*** Input material ***

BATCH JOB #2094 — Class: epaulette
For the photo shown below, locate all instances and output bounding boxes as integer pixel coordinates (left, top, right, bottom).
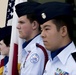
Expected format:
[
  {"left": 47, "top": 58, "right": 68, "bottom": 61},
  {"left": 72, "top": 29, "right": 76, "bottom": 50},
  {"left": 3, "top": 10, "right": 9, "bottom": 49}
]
[{"left": 71, "top": 52, "right": 76, "bottom": 62}]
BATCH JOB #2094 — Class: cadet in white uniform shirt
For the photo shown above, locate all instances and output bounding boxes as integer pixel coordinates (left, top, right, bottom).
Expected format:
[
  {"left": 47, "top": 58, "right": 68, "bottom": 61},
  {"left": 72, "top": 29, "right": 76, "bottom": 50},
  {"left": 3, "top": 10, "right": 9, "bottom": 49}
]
[
  {"left": 15, "top": 1, "right": 49, "bottom": 75},
  {"left": 35, "top": 2, "right": 76, "bottom": 75}
]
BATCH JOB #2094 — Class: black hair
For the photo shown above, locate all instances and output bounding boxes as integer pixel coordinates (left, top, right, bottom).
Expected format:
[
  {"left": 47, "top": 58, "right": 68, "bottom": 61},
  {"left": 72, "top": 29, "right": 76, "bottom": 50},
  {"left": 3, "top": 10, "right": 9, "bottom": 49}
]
[
  {"left": 52, "top": 15, "right": 74, "bottom": 40},
  {"left": 27, "top": 13, "right": 41, "bottom": 31}
]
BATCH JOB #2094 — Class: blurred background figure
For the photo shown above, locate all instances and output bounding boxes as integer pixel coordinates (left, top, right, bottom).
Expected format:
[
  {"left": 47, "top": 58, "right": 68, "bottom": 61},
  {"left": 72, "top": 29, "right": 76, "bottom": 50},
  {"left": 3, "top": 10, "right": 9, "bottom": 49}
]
[{"left": 0, "top": 26, "right": 12, "bottom": 75}]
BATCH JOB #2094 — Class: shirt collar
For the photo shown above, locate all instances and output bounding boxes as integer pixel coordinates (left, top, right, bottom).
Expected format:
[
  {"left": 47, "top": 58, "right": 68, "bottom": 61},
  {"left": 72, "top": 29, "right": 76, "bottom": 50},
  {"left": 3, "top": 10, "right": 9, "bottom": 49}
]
[
  {"left": 22, "top": 39, "right": 32, "bottom": 49},
  {"left": 22, "top": 33, "right": 40, "bottom": 49},
  {"left": 51, "top": 42, "right": 72, "bottom": 60},
  {"left": 57, "top": 42, "right": 76, "bottom": 65},
  {"left": 23, "top": 34, "right": 42, "bottom": 52}
]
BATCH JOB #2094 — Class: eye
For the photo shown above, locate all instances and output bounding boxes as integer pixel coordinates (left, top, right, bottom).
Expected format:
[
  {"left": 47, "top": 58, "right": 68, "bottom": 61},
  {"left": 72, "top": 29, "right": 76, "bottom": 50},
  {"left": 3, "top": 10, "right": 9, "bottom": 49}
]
[
  {"left": 45, "top": 28, "right": 50, "bottom": 31},
  {"left": 18, "top": 21, "right": 25, "bottom": 24}
]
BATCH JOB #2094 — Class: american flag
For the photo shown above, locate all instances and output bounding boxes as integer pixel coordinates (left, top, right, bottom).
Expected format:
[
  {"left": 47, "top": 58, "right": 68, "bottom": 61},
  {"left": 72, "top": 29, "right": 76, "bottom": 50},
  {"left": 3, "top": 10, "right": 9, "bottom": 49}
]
[
  {"left": 7, "top": 0, "right": 27, "bottom": 75},
  {"left": 6, "top": 0, "right": 15, "bottom": 26},
  {"left": 6, "top": 0, "right": 27, "bottom": 75}
]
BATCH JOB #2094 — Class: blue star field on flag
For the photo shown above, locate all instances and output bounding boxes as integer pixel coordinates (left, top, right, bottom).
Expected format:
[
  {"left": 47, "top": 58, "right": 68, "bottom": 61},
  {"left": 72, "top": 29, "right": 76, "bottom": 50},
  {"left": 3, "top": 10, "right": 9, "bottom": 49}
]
[{"left": 6, "top": 0, "right": 15, "bottom": 26}]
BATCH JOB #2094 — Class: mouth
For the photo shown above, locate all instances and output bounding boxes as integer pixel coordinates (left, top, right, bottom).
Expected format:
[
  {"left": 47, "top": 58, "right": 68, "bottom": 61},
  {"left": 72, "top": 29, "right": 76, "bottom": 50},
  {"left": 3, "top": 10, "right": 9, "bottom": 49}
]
[
  {"left": 43, "top": 41, "right": 46, "bottom": 43},
  {"left": 19, "top": 30, "right": 21, "bottom": 32},
  {"left": 43, "top": 41, "right": 47, "bottom": 44},
  {"left": 19, "top": 31, "right": 22, "bottom": 34},
  {"left": 43, "top": 40, "right": 47, "bottom": 42}
]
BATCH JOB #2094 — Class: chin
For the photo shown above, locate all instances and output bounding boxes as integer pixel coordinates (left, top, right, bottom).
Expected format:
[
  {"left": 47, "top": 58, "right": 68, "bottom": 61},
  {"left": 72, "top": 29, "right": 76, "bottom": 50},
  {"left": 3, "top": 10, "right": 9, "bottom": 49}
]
[
  {"left": 20, "top": 36, "right": 26, "bottom": 40},
  {"left": 46, "top": 48, "right": 51, "bottom": 51},
  {"left": 45, "top": 46, "right": 51, "bottom": 51},
  {"left": 19, "top": 35, "right": 23, "bottom": 39}
]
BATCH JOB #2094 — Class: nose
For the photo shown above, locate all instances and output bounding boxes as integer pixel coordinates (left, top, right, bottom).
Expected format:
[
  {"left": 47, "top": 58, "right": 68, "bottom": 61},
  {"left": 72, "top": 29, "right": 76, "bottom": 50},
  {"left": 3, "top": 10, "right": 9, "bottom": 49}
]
[
  {"left": 16, "top": 24, "right": 20, "bottom": 29},
  {"left": 40, "top": 30, "right": 45, "bottom": 38}
]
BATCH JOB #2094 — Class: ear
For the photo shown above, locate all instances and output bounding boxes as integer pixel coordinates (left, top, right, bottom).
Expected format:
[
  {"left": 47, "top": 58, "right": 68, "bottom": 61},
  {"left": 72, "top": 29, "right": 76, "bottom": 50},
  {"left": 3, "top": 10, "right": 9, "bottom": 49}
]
[
  {"left": 60, "top": 26, "right": 67, "bottom": 37},
  {"left": 32, "top": 21, "right": 39, "bottom": 30}
]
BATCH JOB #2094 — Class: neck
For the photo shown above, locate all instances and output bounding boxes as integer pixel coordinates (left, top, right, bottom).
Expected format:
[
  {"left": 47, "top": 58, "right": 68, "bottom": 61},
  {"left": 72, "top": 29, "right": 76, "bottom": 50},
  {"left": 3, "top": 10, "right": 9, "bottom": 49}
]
[
  {"left": 26, "top": 31, "right": 40, "bottom": 41},
  {"left": 60, "top": 37, "right": 71, "bottom": 49}
]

*** End of Input material ***

> [What the task asks]
Copy every line in the entries above that has the string "shirt" in it.

> [Response to this task]
BATCH JOB #2094 — Class: cadet in white uniform shirt
BATCH JOB #2094 — Class: shirt collar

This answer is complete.